• Actividad:
Escribe sin cambios el pasaje del texto sobre los cyborgs que empieza con "El comisario Villarejo" y sigue hasta "hispano, cyborg ibericum.".

• Texto de origen:
-=-=-
Neil Harbisson, primera persona en el mundo reconocida como cyborg, declaraba: “yo no uso la tecnología, sino que soy tecnología”. Una intrascendente apreciación de lenguaje que nos da el salto metafísico al que estamos abocados inexorablemente: ser y existir. La relación que teníamos con la tecnología se nos está desmadrando, se nos va de la mano, más allá de si la extremidad es biónica o carnal. Se nos va el pié, la cabeza y hasta el corazón. Veamos. Si un cyborg es una persona que utiliza la tecnología para ampliar o mejorar sus capacidades, sentidos y formas de relacionarse con el mundo, nada que objetar. El problema está en si me tengo que conectar al wifi y puedan hackearme los pensamientos. Me habrán quitado el gustito de confesar las protervas inclinaciones, que siempre procuran muy malas compañías, porque lo sabrán hasta quienes nada tienen que ver con la conciencia y el fuero interno inalienable.

El comisario Villarejo no tendrá necesidad de procurar grabaciones, ni los jueces de autorizarlas. Un simple microchip implantado en el cerebro, o vaya usted a saber dónde, bastará para el control de ‘su persona’. No es broma, porque el cyborg es una realidad emergente desde el momento en que los organismos biológicos se pueden unir con lo cibernético. Lo que parecía una quimera, es un hecho. Habrá, pues, que gestionarlo. El tema es si en la calle Ferraz lo han pensado, en Génova lo consideran, o si es asunto de la Ajuria Enea y la Generalitat. Ya hay gente interaccionada a distancia, personas de cerebros implantados que siguen instrucciones precisas, a pie juntillas. Hombres y mujeres fluidos que, a control remoto, ejemplifican la mejor especie del progreso tecnológico hispano, cyborg ibericum.
-=-=-
• Datos registrados:
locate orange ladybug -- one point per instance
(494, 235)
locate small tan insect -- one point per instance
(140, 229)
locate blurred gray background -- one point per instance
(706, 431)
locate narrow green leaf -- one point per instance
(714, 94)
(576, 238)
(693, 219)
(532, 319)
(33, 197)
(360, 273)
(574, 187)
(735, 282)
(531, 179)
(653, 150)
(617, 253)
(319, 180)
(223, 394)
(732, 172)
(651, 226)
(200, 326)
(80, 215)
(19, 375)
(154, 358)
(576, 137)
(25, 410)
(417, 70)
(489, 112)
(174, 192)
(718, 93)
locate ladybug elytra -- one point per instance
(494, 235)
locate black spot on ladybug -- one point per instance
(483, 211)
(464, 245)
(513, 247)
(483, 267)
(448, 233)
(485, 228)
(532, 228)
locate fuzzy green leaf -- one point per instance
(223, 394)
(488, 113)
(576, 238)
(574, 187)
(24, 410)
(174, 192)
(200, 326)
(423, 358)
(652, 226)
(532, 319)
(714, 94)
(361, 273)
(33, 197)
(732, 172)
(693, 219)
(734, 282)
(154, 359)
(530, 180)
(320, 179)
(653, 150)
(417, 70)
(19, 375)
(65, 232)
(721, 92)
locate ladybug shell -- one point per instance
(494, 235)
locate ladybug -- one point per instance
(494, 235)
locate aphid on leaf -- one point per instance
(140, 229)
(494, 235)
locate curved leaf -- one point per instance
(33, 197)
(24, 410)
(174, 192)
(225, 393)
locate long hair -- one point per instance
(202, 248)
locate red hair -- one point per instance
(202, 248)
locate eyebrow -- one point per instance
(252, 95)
-=-=-
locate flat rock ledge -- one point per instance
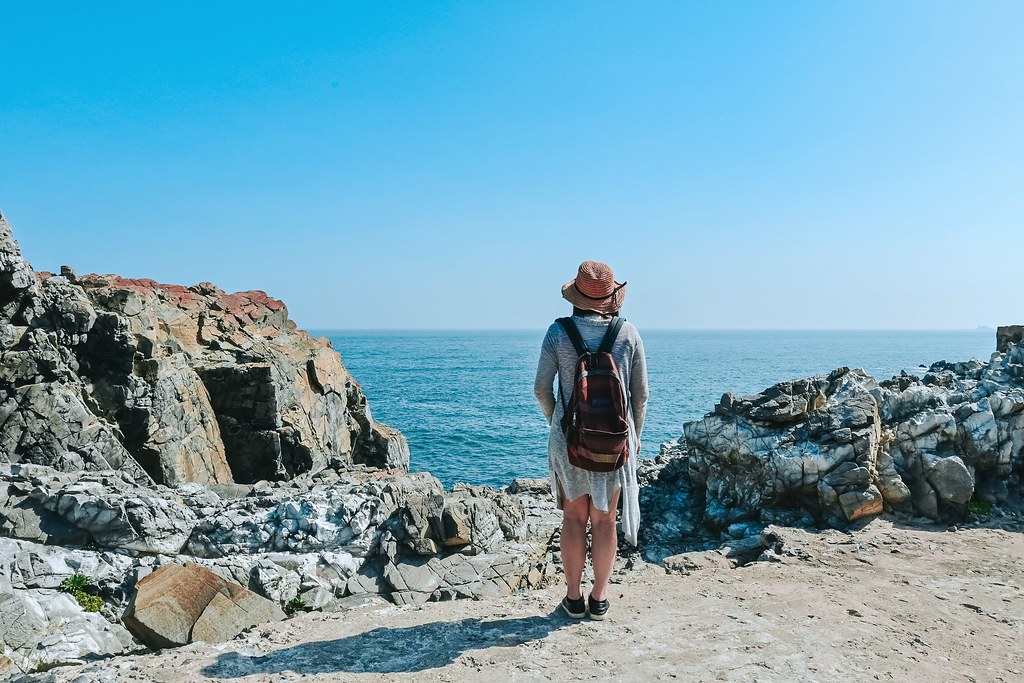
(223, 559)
-=-=-
• Tu respuesta:
El comisario Villarejo no tendrá necesidad de procurar grabaciones, ni los jueces de autorizarlas. Un simple microchip implantado en el cerebro, o vaya usted a saber dónde, bastará para el control de ‘su persona’. No es broma, porque el cyborg es una realidad emergente desde el momento en que los organismos biológicos se pueden unir con lo cibernético. Lo que parecía una quimera, es un hecho. Habrá, pues, que gestionarlo. El tema es si en la calle Ferraz lo han pensado, en Génova lo consideran, o si es asunto de la Ajuria Enea y la Generalitat. Ya hay gente interaccionada a distancia, personas de cerebros implantados que siguen instrucciones precisas, a pie juntillas. Hombres y mujeres fluidos que, a control remoto, ejemplifican la mejor especie del progreso tecnológico hispano, cyborg ibericum.